- Directed by: Akihiko Shiota
- Written by: Yayoi Kiyono
- Starring: Aoi Miyazaki Seiichi Tanabe Yu Aoi
- Cinematography: Tokusho Kikumura
- Edited by: Yoshio Sugano
- Distributed by: Nikkatsu
- Release dates: November 7, 2001 (Venice Film Festival, Italy); March 16, 2002 (Japan);
- Running time: 92 minutes
- Country: Japan
- Language: Japanese

= Harmful Insect =

Harmful Insect (害虫, Gaichū) is a 2001 Japanese drama film directed by Akihiko Shiota and starring Aoi Miyazaki. Shiota credits the original story to Yayoi Kiyono, a student of his during his time teaching at the Film School of Tokyo.

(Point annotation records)
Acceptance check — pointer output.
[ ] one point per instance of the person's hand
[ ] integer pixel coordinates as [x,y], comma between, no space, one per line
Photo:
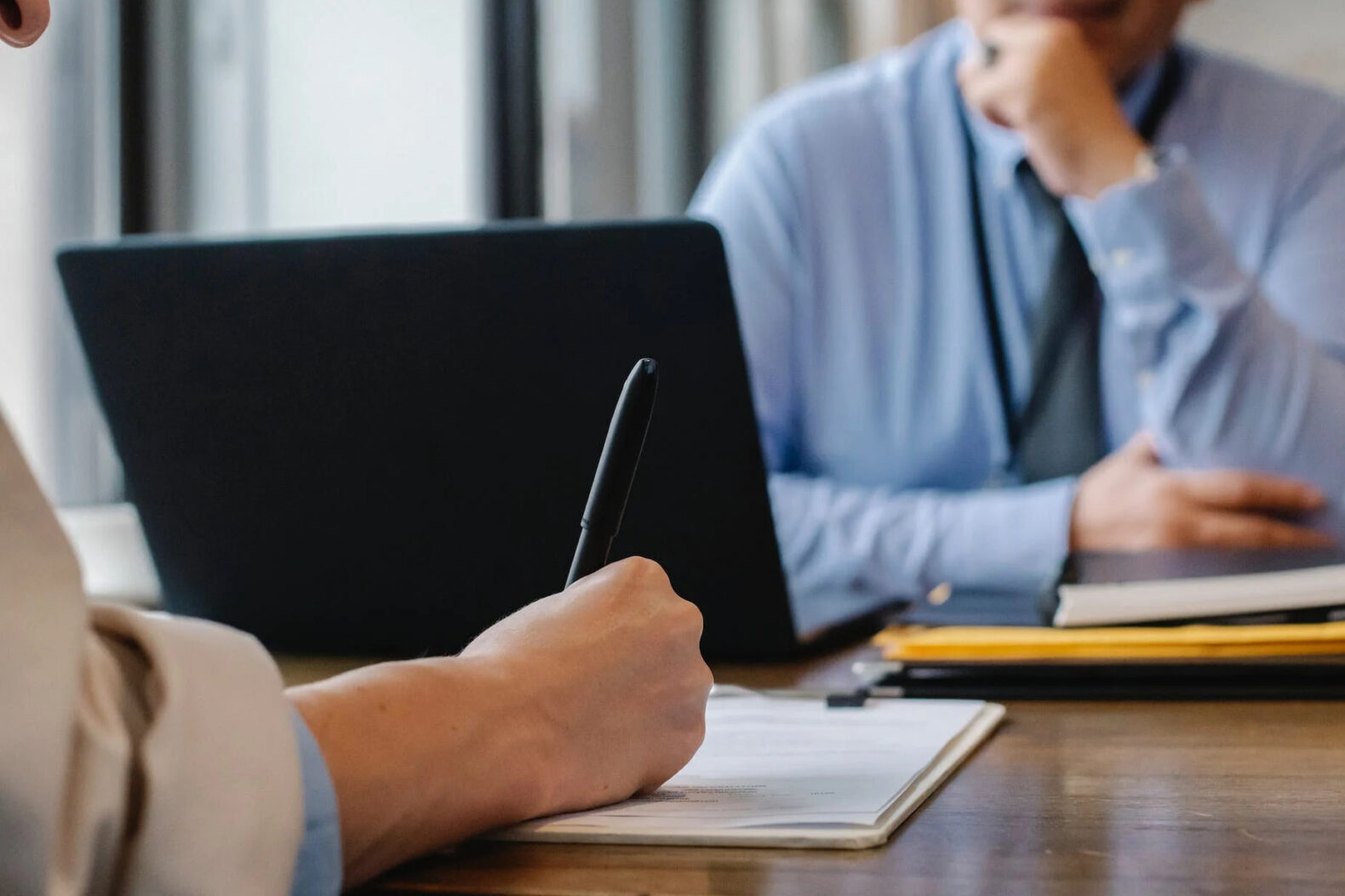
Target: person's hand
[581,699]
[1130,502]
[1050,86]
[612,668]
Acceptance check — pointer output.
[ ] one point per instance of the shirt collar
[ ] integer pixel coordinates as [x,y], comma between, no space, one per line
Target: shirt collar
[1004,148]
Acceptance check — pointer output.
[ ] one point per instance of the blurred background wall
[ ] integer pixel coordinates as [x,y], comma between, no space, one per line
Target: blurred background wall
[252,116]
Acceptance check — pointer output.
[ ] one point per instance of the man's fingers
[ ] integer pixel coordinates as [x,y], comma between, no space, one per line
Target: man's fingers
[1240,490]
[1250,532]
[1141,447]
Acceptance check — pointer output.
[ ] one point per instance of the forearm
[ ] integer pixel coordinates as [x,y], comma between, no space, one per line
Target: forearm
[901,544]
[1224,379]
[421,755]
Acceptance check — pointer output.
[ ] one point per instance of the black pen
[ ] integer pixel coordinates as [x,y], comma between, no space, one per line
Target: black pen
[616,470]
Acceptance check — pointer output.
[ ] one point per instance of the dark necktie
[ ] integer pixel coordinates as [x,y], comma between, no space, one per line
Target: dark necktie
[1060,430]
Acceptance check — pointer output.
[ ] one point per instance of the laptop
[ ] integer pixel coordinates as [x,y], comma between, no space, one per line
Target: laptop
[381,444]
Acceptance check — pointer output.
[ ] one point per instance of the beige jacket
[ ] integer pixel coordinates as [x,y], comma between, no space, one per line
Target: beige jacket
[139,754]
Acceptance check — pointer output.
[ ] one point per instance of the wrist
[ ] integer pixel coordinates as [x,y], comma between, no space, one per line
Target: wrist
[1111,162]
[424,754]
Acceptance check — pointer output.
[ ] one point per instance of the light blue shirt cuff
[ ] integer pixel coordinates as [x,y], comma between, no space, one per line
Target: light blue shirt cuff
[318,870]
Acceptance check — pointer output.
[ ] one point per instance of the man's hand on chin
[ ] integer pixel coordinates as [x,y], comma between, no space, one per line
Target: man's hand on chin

_Written instruction 1_
In the film text, whom does Akihiko Shiota credit with the original story of Harmful Insect?
_Written instruction 2_
List each line of the records that contains the string "fingers", matching case exactly.
The text and the records have no connection to each other.

_Exercise result 1_
Yayoi Kiyono, a student of his during his time teaching at the Film School of Tokyo.

_Exercise result 2_
[ ] one point per instance of the man's fingers
Target: man's fingers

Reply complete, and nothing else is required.